Begin

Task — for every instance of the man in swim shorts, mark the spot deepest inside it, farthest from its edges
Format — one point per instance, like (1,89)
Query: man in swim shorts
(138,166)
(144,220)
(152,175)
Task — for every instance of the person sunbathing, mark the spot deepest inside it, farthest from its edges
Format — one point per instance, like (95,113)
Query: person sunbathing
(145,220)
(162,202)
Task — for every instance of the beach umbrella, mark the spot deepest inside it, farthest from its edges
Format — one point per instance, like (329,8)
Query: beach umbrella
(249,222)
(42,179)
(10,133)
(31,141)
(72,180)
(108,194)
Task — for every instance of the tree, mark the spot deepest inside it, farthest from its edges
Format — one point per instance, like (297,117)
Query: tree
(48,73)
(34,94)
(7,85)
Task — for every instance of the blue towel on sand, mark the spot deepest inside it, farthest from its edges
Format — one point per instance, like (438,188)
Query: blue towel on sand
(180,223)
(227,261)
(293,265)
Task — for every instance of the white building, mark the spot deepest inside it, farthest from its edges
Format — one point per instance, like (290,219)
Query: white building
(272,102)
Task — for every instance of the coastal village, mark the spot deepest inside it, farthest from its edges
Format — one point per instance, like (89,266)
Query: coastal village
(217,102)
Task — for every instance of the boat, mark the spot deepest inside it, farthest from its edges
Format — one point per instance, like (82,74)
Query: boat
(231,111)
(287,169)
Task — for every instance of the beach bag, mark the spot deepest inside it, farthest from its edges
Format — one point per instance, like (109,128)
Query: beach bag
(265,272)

End

Copy the listing above word for word.

PROBLEM SOLUTION —
Task — for every instance of the man in swim shorts, mark the spot deepest inside it, farthest from its edges
Format — one point per instance, like (1,89)
Query: man in swim shorts
(138,166)
(144,220)
(152,175)
Task — for every instance of the person sunbathing, mark the spot deepest inside it, farthest from its edges
Format — one point per instance, like (95,113)
Query: person sunbathing
(145,220)
(162,202)
Task — for every instance of the beach umbrella, mark the spot deepest inside it, farthest from its edges
Format — one point per instance, like (329,8)
Query: beach umbrella
(249,222)
(42,179)
(10,133)
(31,141)
(72,180)
(108,194)
Task — for every instance of the tree, mark the spot deepest inside it, farthest from its edges
Format — one point per instance, like (297,117)
Query: tree
(48,73)
(34,94)
(7,85)
Task — for every instance of the blue towel on sand, mark the spot deepest inside it, farthest from its edges
Format — one point per instance, like (438,188)
Query: blue towel on sand
(180,223)
(227,261)
(293,265)
Task — for every instance of the white building, mark the spot deepest inside it, farthest from its edges
Format — one point per instance, like (290,219)
Query: white building
(272,102)
Task — for every instance of the coastal village, mark the spot deepest inside it, farthest from its edges
Format — one point per instance, like (89,266)
Query: coastal village
(217,102)
Task — for every instance of the boat, mark the spot deepest inside it, farthest from its edges
Format — one point per instance, like (82,74)
Query: boat
(231,111)
(287,169)
Task — for every instance of the beach bag, mark the spot deepest inside it, farthest from its edges
Format — one point per instance, like (109,128)
Query: beach bag
(265,272)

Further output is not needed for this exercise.